══ DATA TO USE ══
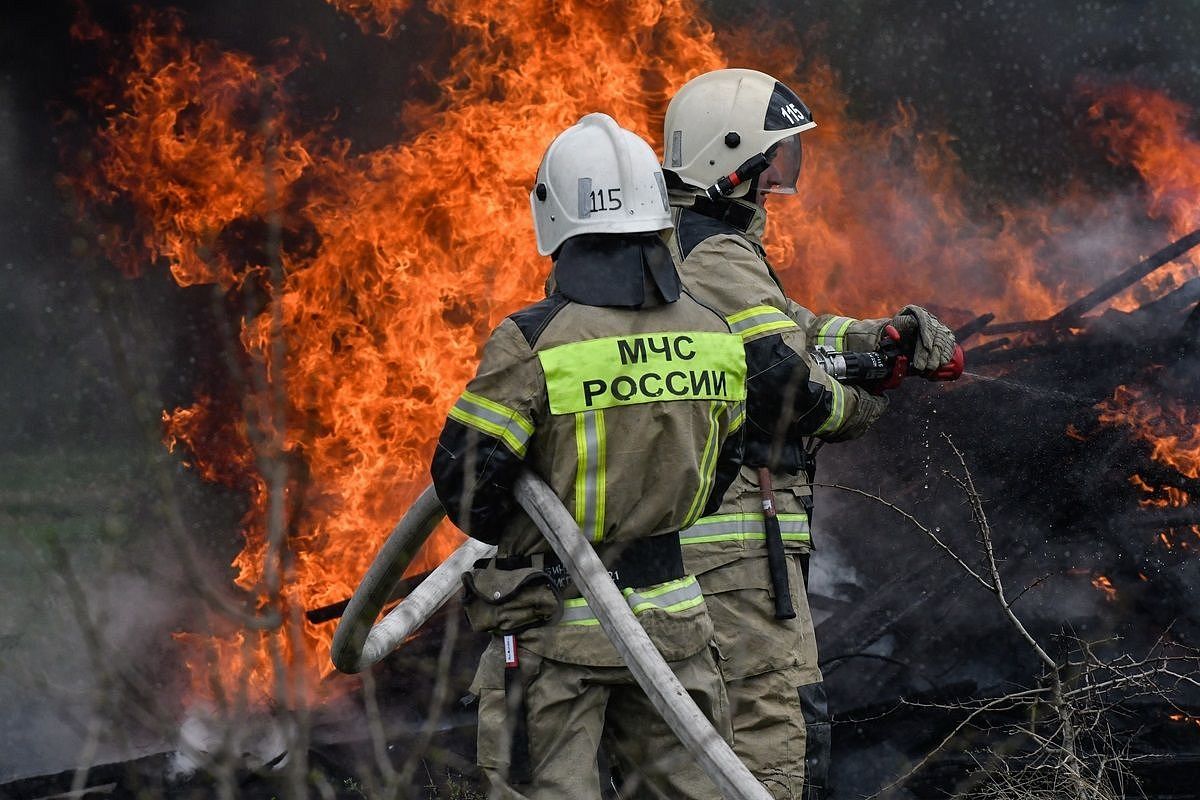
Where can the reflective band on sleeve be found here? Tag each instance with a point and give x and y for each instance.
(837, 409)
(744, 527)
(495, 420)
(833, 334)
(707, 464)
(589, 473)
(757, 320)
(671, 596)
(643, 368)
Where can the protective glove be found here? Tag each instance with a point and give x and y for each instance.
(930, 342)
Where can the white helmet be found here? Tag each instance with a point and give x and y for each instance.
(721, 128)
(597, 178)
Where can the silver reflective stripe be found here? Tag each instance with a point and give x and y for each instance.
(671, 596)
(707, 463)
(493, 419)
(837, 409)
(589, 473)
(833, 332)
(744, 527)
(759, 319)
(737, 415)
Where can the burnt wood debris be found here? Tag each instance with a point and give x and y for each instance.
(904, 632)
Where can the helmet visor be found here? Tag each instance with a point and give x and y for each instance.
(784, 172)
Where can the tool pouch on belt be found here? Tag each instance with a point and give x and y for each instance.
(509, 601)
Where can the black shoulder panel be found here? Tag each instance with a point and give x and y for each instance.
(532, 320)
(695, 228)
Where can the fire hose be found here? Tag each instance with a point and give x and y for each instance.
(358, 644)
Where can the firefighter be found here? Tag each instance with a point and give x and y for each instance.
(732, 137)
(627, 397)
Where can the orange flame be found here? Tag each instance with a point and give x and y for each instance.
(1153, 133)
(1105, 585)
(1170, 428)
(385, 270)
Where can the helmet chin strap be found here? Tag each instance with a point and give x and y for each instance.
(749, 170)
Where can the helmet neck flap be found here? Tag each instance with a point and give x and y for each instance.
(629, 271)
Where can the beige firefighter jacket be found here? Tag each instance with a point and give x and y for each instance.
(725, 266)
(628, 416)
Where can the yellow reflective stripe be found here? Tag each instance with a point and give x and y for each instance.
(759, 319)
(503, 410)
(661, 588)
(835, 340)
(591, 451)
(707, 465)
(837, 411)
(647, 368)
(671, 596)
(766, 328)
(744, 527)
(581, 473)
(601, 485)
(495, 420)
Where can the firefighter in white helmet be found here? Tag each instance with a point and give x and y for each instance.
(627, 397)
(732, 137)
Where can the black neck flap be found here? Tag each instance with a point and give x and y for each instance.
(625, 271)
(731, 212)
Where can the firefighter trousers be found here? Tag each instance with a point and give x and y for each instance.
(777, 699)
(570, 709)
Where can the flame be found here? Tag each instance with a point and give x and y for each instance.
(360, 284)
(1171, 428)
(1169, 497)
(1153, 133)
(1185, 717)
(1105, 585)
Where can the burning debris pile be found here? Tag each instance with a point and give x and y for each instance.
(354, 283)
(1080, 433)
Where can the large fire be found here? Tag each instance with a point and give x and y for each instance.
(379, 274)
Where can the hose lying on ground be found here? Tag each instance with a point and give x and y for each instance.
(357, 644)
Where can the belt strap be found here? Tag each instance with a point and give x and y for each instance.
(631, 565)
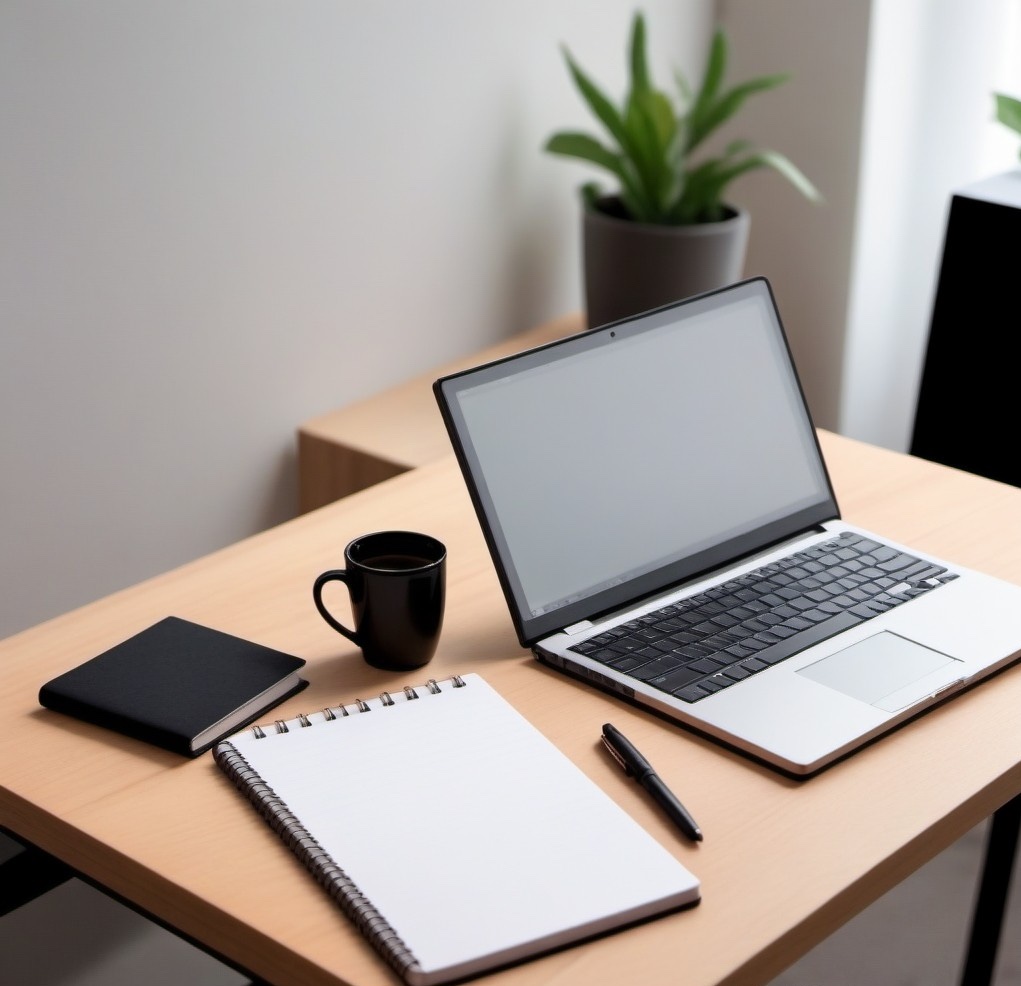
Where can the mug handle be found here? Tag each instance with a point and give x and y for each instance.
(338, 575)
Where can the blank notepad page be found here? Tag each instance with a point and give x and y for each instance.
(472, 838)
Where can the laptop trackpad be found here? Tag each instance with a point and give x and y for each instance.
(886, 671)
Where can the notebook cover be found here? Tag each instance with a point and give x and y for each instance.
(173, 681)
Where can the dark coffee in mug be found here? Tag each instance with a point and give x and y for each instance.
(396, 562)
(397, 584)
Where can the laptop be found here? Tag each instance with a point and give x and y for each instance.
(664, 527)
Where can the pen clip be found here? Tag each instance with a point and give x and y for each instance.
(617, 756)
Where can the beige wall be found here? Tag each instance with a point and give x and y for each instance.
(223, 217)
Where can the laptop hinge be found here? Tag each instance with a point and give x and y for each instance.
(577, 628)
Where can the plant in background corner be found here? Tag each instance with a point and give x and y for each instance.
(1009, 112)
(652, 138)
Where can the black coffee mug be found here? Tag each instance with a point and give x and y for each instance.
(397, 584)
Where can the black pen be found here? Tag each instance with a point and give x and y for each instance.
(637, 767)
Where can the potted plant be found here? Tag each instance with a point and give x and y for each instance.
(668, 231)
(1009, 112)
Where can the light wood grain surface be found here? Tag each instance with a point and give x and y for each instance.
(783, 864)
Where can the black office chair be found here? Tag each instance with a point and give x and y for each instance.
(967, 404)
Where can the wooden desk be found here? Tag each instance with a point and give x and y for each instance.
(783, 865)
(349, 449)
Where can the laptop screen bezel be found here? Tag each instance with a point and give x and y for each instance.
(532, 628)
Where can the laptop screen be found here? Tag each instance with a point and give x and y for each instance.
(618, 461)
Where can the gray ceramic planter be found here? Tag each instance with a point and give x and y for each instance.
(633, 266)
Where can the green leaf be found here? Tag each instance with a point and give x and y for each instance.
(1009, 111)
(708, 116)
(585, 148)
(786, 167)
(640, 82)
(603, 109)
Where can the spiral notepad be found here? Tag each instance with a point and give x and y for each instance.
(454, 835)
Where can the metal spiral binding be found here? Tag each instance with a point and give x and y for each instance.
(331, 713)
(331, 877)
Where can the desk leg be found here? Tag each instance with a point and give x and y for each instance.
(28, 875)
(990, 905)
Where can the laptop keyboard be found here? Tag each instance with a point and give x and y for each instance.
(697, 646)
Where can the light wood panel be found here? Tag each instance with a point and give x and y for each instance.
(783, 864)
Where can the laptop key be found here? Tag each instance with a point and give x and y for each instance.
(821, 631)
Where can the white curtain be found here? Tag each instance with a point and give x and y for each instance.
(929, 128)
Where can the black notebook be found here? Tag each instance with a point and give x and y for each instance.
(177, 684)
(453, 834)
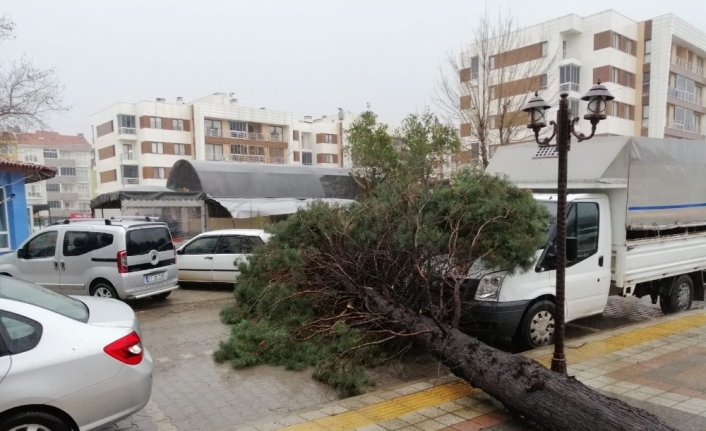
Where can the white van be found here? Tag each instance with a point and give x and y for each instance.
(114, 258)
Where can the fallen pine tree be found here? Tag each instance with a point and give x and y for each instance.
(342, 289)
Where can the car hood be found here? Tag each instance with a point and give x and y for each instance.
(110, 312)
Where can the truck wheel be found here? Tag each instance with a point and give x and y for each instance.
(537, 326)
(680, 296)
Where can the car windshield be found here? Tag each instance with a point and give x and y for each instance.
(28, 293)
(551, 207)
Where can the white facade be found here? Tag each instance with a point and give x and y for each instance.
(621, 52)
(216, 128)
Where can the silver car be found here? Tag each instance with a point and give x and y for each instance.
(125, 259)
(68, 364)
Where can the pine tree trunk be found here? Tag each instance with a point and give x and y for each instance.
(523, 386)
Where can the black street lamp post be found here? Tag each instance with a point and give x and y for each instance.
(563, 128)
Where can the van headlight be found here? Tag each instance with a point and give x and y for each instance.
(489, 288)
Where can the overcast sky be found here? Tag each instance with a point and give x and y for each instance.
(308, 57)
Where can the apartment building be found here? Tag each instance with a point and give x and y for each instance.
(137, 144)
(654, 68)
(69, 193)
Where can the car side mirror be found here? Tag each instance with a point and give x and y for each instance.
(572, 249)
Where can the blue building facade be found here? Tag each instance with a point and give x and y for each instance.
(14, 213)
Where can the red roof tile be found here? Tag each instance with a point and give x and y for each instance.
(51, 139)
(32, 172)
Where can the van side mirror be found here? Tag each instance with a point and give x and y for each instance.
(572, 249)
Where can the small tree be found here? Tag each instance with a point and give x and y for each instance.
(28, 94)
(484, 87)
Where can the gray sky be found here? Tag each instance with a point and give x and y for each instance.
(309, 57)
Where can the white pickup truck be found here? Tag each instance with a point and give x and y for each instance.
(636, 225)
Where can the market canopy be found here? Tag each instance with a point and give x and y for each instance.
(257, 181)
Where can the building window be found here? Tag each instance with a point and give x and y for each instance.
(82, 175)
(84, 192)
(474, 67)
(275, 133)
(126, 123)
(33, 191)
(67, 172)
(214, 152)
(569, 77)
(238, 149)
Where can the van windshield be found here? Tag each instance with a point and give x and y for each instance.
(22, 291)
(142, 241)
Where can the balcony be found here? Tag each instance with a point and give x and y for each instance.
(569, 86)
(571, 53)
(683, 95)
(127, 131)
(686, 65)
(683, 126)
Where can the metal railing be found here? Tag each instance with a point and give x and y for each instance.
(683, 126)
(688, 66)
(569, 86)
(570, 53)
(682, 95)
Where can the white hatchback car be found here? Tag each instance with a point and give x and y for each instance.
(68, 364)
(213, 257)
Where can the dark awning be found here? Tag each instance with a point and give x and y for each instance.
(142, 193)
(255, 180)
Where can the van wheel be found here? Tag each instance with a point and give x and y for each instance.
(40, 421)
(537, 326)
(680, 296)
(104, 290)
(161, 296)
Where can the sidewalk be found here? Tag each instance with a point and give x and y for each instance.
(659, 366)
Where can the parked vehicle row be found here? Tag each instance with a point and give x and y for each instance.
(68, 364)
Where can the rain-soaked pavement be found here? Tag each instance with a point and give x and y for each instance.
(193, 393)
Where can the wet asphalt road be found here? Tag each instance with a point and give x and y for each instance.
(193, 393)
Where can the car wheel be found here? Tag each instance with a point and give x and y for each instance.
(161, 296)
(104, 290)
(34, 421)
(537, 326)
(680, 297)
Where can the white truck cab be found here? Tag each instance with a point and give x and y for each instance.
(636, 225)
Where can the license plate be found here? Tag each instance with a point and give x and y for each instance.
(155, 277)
═══
**EXERCISE BRIEF**
Print exactly the lines from the one with "Where can the parked" through the end of the data, inclusive.

**ANSWER TO THE PROBLEM**
Where can the parked vehicle row be found here? Tag each instance with a point and give x and y for each instance.
(68, 364)
Where can the rain-soaked pavement be found here? Tag each instance with a point and give x and y for each instance.
(193, 393)
Where can the wet asphalt road be found here? Tag each instance with a point and give x and y for each instance.
(193, 393)
Where can the car wheel be found here? Tag each instance with a point and give x and y for each instance.
(161, 296)
(104, 290)
(34, 421)
(537, 326)
(680, 297)
Where can the white truck cab be found here? Tag each instance with a point and give x and y for each instance.
(636, 225)
Where can the license plate be found here? Tag each instance with a point and give x and y for each instance.
(155, 277)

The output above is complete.